= TRY IT =
In the records that follow, locate every line with "building" and extract it.

= INPUT MATERIAL =
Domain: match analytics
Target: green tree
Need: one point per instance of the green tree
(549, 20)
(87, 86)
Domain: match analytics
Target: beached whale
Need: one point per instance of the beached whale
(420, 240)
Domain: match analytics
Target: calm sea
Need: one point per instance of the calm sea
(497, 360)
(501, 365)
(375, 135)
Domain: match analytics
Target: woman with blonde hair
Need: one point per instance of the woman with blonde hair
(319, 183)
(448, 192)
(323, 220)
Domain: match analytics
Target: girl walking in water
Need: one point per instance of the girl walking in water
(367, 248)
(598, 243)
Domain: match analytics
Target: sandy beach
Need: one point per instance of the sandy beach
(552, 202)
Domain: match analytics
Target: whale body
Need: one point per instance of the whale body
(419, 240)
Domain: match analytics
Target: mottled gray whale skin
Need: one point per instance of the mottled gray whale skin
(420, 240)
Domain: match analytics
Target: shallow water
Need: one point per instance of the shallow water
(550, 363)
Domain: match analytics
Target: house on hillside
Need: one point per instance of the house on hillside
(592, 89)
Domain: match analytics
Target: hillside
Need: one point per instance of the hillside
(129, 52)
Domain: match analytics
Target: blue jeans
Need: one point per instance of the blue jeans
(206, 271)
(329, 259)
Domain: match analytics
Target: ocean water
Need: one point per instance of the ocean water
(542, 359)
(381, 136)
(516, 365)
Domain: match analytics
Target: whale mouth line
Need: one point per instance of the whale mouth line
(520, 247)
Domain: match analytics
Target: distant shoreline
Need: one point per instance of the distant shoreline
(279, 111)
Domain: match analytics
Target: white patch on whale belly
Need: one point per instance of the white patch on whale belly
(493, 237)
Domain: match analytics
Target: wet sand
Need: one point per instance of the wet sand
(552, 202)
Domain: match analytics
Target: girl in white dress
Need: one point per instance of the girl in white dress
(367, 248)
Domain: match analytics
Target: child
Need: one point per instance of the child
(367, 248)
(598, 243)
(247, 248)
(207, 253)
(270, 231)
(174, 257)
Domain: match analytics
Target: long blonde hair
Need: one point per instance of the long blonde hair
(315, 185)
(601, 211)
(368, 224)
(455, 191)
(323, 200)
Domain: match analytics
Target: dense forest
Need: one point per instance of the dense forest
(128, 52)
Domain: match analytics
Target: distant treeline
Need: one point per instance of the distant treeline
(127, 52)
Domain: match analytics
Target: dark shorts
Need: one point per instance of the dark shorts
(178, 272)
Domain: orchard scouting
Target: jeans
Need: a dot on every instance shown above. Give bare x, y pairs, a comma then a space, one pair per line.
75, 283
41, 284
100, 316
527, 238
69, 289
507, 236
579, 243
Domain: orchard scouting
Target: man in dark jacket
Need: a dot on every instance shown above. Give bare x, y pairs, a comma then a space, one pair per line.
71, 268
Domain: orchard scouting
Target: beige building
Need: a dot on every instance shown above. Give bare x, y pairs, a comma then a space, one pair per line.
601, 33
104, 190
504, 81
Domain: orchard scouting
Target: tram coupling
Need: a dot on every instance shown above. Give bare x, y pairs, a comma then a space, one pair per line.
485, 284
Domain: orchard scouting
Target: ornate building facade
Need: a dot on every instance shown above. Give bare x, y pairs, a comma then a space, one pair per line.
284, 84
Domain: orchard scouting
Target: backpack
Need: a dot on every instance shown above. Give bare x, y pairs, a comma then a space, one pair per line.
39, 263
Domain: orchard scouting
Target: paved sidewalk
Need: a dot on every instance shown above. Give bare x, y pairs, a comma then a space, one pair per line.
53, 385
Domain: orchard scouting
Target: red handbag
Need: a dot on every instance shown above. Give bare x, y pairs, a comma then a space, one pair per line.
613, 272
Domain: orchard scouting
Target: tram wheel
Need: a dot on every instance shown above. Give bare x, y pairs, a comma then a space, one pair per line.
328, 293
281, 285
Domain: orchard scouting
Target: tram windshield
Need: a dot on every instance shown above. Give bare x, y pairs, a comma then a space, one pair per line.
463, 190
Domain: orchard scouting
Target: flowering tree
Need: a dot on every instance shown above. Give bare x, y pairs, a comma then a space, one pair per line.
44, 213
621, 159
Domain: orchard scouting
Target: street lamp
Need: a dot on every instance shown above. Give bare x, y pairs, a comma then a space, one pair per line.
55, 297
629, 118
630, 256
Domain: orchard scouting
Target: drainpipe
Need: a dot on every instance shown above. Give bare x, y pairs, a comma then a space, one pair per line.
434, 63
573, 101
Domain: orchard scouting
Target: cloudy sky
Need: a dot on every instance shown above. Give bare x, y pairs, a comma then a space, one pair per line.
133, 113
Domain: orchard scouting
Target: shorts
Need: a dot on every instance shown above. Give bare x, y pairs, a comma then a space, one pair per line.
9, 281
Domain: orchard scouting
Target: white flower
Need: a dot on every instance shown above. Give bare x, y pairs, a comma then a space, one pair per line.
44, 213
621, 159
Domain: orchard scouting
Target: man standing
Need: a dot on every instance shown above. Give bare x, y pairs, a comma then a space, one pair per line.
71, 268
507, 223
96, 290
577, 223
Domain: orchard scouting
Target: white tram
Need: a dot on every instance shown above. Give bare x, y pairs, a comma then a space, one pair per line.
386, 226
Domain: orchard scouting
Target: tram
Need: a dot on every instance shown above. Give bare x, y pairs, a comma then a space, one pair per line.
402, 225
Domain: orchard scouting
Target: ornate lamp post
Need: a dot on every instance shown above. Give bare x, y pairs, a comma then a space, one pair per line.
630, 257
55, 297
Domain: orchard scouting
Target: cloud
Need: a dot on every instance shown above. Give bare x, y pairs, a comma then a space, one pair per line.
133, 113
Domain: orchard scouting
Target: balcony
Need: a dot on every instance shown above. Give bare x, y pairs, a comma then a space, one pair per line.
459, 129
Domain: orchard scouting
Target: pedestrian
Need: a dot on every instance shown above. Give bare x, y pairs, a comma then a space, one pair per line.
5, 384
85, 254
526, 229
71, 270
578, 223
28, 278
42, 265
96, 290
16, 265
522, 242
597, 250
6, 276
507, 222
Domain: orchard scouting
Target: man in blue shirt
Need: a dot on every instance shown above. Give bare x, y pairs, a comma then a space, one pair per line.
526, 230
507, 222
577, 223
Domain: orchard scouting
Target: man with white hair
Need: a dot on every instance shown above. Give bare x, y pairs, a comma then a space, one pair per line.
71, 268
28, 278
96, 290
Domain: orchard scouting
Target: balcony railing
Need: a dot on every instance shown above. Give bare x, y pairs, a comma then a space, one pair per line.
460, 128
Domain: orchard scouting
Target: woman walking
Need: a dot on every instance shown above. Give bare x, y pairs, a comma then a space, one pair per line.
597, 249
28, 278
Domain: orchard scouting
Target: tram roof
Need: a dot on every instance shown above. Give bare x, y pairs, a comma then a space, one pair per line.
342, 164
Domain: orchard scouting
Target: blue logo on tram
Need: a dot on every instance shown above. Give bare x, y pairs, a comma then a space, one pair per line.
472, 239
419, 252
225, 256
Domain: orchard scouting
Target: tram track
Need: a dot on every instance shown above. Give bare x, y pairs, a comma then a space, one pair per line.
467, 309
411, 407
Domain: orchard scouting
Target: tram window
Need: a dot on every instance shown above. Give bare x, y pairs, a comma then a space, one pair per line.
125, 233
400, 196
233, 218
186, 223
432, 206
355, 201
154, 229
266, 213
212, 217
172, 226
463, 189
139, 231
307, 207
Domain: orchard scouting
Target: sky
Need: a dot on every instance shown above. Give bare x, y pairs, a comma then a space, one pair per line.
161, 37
==
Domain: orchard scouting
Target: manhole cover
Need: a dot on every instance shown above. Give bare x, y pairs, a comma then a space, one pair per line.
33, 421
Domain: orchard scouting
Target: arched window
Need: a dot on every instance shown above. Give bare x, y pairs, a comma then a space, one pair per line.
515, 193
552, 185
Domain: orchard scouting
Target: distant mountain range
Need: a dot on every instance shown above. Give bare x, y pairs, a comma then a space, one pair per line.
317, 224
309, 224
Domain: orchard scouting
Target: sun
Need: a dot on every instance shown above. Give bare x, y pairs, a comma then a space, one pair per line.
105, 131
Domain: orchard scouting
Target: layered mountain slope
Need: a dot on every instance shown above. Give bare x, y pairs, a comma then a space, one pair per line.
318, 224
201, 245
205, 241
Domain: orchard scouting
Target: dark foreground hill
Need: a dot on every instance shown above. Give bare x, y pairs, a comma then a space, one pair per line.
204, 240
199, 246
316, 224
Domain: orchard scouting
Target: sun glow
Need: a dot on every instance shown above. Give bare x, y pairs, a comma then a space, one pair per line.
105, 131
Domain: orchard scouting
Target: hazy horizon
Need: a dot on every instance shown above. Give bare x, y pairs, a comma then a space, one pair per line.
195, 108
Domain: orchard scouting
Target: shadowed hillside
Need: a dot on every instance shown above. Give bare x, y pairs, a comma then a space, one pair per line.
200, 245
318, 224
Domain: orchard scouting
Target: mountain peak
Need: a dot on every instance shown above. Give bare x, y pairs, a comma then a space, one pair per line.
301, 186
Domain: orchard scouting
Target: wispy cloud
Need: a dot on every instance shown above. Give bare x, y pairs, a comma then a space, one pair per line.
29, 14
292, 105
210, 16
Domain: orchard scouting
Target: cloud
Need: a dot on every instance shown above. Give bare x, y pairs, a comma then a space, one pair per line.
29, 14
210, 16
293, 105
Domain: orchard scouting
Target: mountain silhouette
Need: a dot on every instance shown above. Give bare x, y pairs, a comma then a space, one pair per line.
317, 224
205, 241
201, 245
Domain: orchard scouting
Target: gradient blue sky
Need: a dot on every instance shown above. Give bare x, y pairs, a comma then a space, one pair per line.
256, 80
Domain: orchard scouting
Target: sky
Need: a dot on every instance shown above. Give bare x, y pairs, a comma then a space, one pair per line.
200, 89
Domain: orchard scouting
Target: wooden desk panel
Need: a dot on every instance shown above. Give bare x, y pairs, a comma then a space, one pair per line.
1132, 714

= SOLUTION FOR THIS PROBLEM =
Target: beige building
Target: ornate building facade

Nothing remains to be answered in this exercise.